• TEXT SHOWN
Showing posts with label chicken. Show all posts
Showing posts with label chicken. Show all posts

Monday, September 29, 2008

Imitation is the sincerest form of flattery

Maybe even when it's unintentional? The above dish is Rustichella D'Abruzzo pasta abruzzese in a light chicken stock/butter/thyme sauce with shredded chicken, diced carrots and red pepper, and minced parsley. I love Ructichella pasta (this is not a paid endorsement). It costs significantly more than my regular go-to dried pasta (De Cecco), although the difference in price has been less lately, but it's really at a hole notha level. The chicken was picked off of bones used to make stock from the parts of the chicken not used in the last post. After the stock simmered for a few hours the chicken meat was pretty tender, and it was easy to get neck, rib, and all sorts of other tasty tidbits of meat. It was good.

After making this I was looking at Luxe's menu online, only to see that they serve a pasta in a herbed chicken broth. I imagine theirs is prettier. Also, looks like they were ahead of one of my previous posts where I was biting off of a future CLE restaurant's menu. Such is life. I mean, what were the odds of me being ahead of this guy mentioning sunomono? These things happen.As for the second picture, that was more blatant than serendipitous. I haven't been to Tartine (yet), but after seeing the picture in this week's Scene (link will only work for a few more days I think) I had ratatouille on bread on the brain. So while the above may not be classic or photogenic it tasted good (I envy those folks who are eating at home during the early daytime--although to be fair I have it better than many--or have proper lights to take pictures by). It's toasted olive oil brushed bread and a mix of the following: sauteed red onion (Snake Hill Farm), very thinly sliced garlic (garden), peeled and chopped Louisiana long green eggplant (garden), diced carrot (Blissful Acres), roughly chopped peeled tomatoes (garden), and salt and pepper. It's topped with minced basil.

• REQUESTS
**1)** Retype the blog post from "Monday, September 29, 2008" up to and including "It was good.".
**2)** Answer these questions using the blog post:
(a) Which dried pasta brand does the writer normally use?
(b) Which restaurant's picture in this week's Scene led the writer to make ratatouille on bread?
(c) What is the ratatouille on bread topped with?

• DATA ROWS
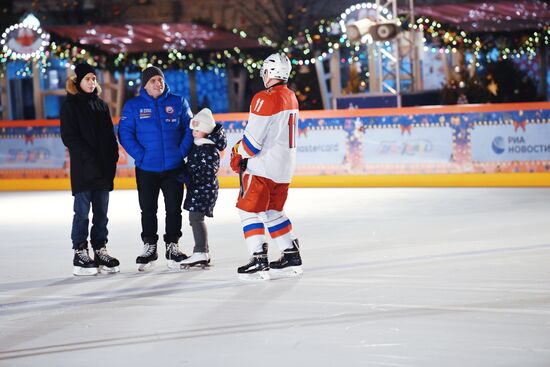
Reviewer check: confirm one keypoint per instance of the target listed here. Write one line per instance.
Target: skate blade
(145, 267)
(108, 270)
(79, 271)
(173, 265)
(259, 276)
(289, 272)
(203, 264)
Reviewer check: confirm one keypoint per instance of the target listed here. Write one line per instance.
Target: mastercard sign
(25, 40)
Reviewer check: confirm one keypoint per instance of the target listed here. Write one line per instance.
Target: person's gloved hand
(236, 158)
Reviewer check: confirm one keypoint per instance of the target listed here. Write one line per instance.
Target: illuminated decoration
(367, 22)
(25, 40)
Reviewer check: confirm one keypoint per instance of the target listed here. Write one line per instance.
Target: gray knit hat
(150, 72)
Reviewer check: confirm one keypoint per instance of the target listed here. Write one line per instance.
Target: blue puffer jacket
(155, 132)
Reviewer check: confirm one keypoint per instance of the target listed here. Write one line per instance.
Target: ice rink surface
(392, 277)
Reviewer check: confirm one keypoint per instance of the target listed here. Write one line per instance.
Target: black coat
(87, 130)
(203, 163)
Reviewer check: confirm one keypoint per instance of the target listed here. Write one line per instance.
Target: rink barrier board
(446, 180)
(336, 124)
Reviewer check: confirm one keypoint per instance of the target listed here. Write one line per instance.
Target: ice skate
(174, 255)
(82, 263)
(106, 263)
(147, 259)
(290, 263)
(198, 259)
(257, 268)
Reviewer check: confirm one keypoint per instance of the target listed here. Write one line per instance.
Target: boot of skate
(147, 259)
(82, 262)
(257, 268)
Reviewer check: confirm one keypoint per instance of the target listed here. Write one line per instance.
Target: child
(202, 167)
(87, 131)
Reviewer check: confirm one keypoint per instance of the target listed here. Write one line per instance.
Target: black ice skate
(106, 262)
(147, 259)
(290, 263)
(174, 255)
(257, 268)
(198, 259)
(82, 262)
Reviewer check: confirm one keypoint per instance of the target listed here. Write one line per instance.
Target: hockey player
(265, 158)
(154, 130)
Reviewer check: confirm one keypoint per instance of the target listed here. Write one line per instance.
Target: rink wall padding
(504, 145)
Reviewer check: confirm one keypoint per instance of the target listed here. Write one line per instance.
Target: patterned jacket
(203, 163)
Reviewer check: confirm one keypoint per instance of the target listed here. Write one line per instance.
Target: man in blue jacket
(154, 130)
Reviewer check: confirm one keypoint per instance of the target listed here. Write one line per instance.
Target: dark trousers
(99, 201)
(149, 185)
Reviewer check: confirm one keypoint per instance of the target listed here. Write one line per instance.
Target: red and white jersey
(269, 139)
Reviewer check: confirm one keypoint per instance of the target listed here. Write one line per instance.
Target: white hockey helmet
(275, 66)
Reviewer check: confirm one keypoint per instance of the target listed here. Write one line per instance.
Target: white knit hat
(203, 121)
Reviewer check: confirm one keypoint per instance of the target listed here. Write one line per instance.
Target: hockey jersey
(269, 139)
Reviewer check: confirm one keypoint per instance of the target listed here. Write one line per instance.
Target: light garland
(24, 41)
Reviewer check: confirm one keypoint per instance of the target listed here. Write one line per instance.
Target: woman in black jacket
(87, 131)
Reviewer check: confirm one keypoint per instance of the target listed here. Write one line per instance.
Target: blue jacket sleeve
(187, 141)
(127, 134)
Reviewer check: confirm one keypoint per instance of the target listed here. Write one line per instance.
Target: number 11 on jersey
(292, 126)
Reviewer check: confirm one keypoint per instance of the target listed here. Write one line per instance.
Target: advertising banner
(502, 143)
(32, 153)
(408, 145)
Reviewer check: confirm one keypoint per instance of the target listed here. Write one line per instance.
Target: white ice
(392, 277)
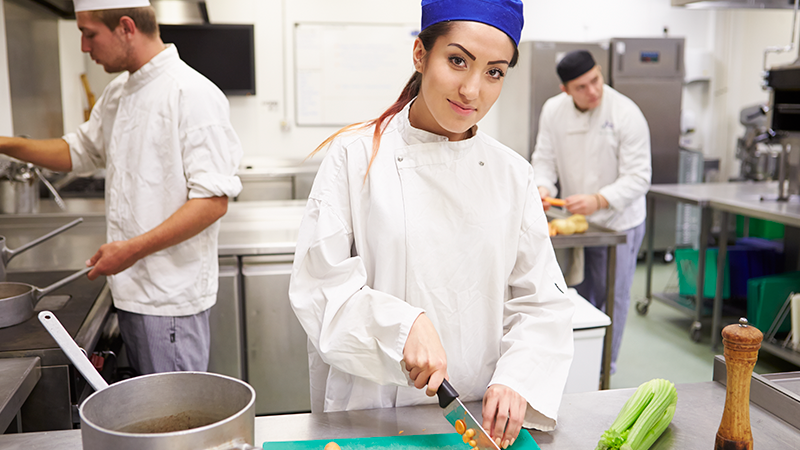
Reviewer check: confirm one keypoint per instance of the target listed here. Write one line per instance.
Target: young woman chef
(424, 251)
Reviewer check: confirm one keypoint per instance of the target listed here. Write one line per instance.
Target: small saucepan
(17, 300)
(6, 254)
(171, 410)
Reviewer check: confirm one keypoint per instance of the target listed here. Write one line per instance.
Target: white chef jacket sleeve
(544, 157)
(634, 166)
(355, 328)
(86, 146)
(211, 149)
(537, 345)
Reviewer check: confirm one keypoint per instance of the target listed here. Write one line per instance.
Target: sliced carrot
(461, 427)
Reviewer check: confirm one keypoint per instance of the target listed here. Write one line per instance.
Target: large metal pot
(6, 253)
(173, 410)
(17, 300)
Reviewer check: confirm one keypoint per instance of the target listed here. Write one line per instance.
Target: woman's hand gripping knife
(426, 361)
(424, 356)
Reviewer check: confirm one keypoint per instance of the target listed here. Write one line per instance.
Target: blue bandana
(505, 15)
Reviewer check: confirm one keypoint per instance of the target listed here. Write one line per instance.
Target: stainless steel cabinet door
(277, 358)
(225, 321)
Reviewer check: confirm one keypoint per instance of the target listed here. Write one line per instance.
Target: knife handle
(446, 394)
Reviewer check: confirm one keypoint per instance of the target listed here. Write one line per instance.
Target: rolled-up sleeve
(544, 158)
(634, 167)
(211, 158)
(354, 328)
(537, 345)
(211, 148)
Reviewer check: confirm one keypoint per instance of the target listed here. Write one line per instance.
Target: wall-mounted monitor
(225, 54)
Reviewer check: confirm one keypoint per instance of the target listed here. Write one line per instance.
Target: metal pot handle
(39, 293)
(56, 197)
(71, 349)
(8, 254)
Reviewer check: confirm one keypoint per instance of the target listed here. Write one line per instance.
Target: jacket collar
(153, 68)
(412, 135)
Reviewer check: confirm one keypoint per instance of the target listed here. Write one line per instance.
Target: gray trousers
(593, 287)
(157, 344)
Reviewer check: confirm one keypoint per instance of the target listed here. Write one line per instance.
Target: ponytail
(428, 36)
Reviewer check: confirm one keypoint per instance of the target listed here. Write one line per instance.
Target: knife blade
(453, 410)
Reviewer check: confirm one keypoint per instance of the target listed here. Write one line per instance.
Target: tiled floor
(657, 345)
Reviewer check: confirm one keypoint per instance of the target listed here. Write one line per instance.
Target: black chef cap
(574, 64)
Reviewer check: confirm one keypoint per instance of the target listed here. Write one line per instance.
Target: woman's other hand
(503, 414)
(424, 356)
(544, 193)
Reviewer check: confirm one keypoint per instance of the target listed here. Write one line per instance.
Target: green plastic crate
(686, 259)
(766, 296)
(760, 228)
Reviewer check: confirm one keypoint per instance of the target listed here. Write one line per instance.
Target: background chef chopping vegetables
(595, 142)
(424, 252)
(162, 132)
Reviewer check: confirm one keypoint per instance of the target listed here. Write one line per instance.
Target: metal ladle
(6, 254)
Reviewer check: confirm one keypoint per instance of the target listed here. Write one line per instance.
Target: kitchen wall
(734, 39)
(6, 124)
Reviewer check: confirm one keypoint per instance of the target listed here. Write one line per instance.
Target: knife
(454, 410)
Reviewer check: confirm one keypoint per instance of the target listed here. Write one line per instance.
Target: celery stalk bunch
(643, 417)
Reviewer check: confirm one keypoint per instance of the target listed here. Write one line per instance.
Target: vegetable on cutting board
(643, 417)
(555, 201)
(575, 223)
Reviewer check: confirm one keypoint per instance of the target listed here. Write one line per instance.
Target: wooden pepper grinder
(741, 342)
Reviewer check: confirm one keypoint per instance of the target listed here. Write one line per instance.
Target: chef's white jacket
(605, 150)
(164, 136)
(452, 229)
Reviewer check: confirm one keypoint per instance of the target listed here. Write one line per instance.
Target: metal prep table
(597, 236)
(582, 419)
(758, 200)
(18, 376)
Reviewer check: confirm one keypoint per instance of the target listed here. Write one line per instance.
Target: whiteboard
(348, 73)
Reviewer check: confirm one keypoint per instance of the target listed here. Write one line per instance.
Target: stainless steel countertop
(582, 419)
(249, 228)
(260, 228)
(18, 376)
(750, 199)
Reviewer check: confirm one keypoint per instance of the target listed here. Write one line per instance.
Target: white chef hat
(94, 5)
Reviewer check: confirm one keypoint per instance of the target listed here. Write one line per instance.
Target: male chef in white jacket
(162, 132)
(595, 143)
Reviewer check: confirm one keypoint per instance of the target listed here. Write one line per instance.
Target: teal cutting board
(448, 441)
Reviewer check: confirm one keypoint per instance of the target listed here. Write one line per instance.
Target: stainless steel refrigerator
(649, 71)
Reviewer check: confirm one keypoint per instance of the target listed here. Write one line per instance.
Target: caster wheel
(695, 332)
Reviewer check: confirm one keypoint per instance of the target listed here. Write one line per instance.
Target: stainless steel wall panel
(647, 58)
(34, 72)
(227, 336)
(660, 102)
(277, 359)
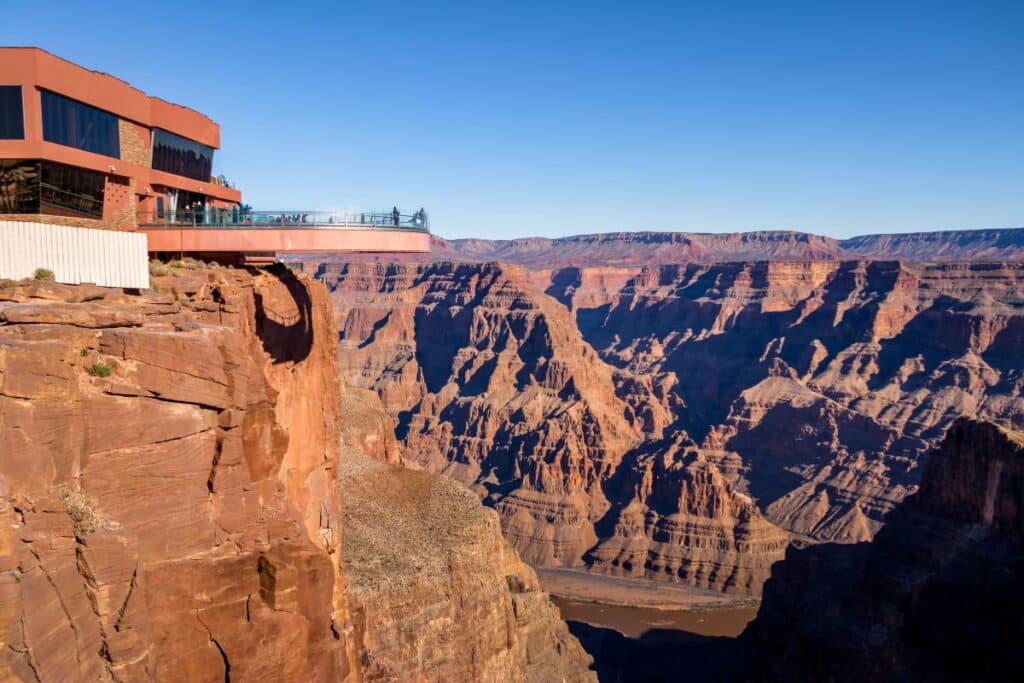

• FULL ANSWERS
**1)**
Monday, September 29, 2008

Imitation is the sincerest form of flattery

Maybe even when it's unintentional? The above dish is Rustichella D'Abruzzo pasta abruzzese in a light chicken stock/butter/thyme sauce with shredded chicken, diced carrots and red pepper, and minced parsley. I love Ructichella pasta (this is not a paid endorsement). It costs significantly more than my regular go-to dried pasta (De Cecco), although the difference in price has been less lately, but it's really at a hole notha level. The chicken was picked off of bones used to make stock from the parts of the chicken not used in the last post. After the stock simmered for a few hours the chicken meat was pretty tender, and it was easy to get neck, rib, and all sorts of other tasty tidbits of meat. It was good.

**2)**
(a) De Cecco
(b) Tartine
(c) Minced basil